START EXTRACT TO READ

Real Leaders

Now Is the Time to Go Global

Despite the ongoing challenges facing the world as it navigates pandemic recovery, businesses across every sector are targeting growth. Having paused to meet the difficulties created by lockdown, organizations are now taking the harsh lessons learned during the past 18 months and using them to build ambitious expansion strategies.

For many, the future lies in going global, and enhanced global reach is the linchpin in the growth strategy of today’s corporations. Moreover, recent technological advances make it possible for virtually any organization to do business globally. 

The widespread adoption of the internet provided a huge catalyst for growth. Investors realized that the U.S. represented about 26 percent of the world’s economy, leaving close to three quarters up for grabs by domestic-focused software companies empowered by ubiquitous digital infrastructure.  

Today, this is reflected in the globalized structure of the world’s biggest and most successful businesses – companies listed on the Fortune 500 operate in an average of 317 international locations. There’s no doubt, therefore, that going global enables organizations to focus on transformational success. The motivation for doing so can vary and may be triggered by a range of opportunities: 

First-mover advantage 

Companies understand the potential beyond their domestic markets and borders, so the push to expand internationally is often fuelled by the transient opportunity to secure a first-mover advantage in their industry or product category. 

This has become particularly important in the digital economy, where the power that comes from being first in a region and a product category has helped many organizations to achieve a significant competitive advantage. This strategy typically sits at the heart of the need to deliver growth and supports a bigger, long-term vision for the company. 

The availability of local talent 

For others, hiring an individual in another country creates the impetus for global growth. In some cases, this is because the organization has successfully hired an established top performer in that territory. Conversely, there may have been a longstanding ambition to establish a local office, but the company has held off until it could locate a qualified employee. Either way, the catalyst is the availability of talent located elsewhere but who is believed to be critical for the company’s future growth. That professional’s geographic location then spawns a larger-scale effort to grow the company from that one location. 

Remote working has reached a tipping point 

As we all know, just over 18 months ago, workplace norms changed overnight as remote work moved from being a preference to a mandate. While millions of people headed home to conduct work from a makeshift home office, some moved out of cities temporarily to more remote locations, but all who could were still working.  

The change in workplace demographics was unprecedented in living memory. As of 2017, only 2.9 percent of the U.S. workforce, or 3.9 million employees, worked from home at least half the time, according to data from FlexJobs. By late 2020, research by Gallup revealed that two-thirds of U.S. workers who had been working remotely during the pandemic expressed interest in continuing to do so. 

Almost simultaneously, many of the traditional barriers to international expansion are quickly disappearing, with digital platforms available that allow organizations to cost-effectively outsource key operational functions, from HR and tax to compliance and payroll.  

Those organizations that embrace the potential in global expansion will be ideally positioned to reap the rewards in the short and long term.

END EXTRACT TO READ
START RECORDS SHOWN

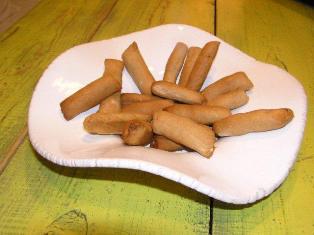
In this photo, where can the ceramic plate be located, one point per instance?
(242, 169)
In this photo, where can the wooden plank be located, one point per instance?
(103, 201)
(281, 33)
(29, 46)
(38, 196)
(142, 14)
(12, 10)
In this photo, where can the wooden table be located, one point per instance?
(38, 197)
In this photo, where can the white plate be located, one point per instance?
(242, 169)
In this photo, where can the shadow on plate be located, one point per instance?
(127, 176)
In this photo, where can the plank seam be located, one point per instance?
(211, 202)
(19, 19)
(13, 149)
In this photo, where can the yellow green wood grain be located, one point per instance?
(29, 46)
(142, 14)
(282, 33)
(37, 196)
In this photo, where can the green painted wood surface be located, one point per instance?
(29, 46)
(282, 33)
(37, 196)
(36, 193)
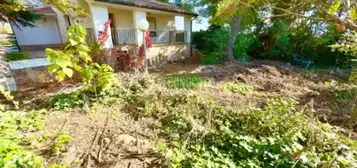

END RECORDS SHOWN

● INSTRUCTIONS FOR THE TASK
Copy the passage of the global expansion article above from "Remote working has" up to and including "continuing to do so.".

● RESULT OF THIS EXERCISE
Remote working has reached a tipping point 

As we all know, just over 18 months ago, workplace norms changed overnight as remote work moved from being a preference to a mandate. While millions of people headed home to conduct work from a makeshift home office, some moved out of cities temporarily to more remote locations, but all who could were still working.  

The change in workplace demographics was unprecedented in living memory. As of 2017, only 2.9 percent of the U.S. workforce, or 3.9 million employees, worked from home at least half the time, according to data from FlexJobs. By late 2020, research by Gallup revealed that two-thirds of U.S. workers who had been working remotely during the pandemic expressed interest in continuing to do so.